[Input data]
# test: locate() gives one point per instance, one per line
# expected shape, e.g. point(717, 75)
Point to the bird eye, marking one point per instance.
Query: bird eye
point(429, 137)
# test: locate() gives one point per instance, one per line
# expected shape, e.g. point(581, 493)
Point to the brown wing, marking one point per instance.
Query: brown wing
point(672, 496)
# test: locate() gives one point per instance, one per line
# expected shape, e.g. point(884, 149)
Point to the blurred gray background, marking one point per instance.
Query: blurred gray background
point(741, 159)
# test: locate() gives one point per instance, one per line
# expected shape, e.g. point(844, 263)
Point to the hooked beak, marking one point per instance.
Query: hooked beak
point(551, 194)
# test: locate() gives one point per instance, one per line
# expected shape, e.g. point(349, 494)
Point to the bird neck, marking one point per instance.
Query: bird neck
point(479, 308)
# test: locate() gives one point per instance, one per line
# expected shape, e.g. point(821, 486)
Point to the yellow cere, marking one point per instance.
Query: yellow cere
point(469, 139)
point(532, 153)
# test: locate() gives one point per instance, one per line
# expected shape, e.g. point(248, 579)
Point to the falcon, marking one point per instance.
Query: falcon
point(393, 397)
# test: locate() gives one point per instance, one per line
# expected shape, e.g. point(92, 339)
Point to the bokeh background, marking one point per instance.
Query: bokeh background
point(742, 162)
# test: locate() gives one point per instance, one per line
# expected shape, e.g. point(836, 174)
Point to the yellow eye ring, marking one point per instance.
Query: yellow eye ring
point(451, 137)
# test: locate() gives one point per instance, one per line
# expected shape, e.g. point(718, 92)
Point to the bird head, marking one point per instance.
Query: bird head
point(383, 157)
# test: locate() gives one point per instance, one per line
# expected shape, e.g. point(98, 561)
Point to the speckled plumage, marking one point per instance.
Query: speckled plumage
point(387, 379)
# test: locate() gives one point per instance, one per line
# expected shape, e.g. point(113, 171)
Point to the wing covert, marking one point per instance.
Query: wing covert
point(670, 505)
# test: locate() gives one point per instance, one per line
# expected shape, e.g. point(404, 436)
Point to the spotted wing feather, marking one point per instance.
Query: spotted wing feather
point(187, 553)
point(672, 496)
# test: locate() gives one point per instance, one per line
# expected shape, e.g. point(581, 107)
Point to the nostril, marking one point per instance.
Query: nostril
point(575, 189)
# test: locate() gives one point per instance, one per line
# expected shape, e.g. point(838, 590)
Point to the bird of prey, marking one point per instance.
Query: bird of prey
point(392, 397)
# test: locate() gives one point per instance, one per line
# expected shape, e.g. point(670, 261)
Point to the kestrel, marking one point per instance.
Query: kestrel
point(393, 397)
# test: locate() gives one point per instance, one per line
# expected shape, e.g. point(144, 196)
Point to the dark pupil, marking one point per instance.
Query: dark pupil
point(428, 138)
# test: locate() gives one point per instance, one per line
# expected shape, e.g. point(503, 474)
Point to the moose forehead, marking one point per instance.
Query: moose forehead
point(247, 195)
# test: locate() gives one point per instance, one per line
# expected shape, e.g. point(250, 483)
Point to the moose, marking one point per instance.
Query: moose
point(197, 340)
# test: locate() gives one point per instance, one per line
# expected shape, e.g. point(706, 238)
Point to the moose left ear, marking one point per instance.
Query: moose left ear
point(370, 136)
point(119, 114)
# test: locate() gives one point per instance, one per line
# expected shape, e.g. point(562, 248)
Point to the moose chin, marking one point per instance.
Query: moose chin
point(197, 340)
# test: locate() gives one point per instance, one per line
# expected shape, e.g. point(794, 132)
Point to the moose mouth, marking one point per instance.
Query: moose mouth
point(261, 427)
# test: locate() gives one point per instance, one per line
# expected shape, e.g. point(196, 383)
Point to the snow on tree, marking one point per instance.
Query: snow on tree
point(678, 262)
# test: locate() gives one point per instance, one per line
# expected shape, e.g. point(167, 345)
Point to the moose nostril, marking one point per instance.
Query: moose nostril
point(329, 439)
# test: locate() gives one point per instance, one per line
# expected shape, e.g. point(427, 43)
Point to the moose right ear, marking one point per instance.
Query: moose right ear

[Instruction] Pull out every line in the rows above that contains the word "prey", copying each one in full.

[Written solution]
Point to the bird of prey, marking one point per instance.
Query: bird of prey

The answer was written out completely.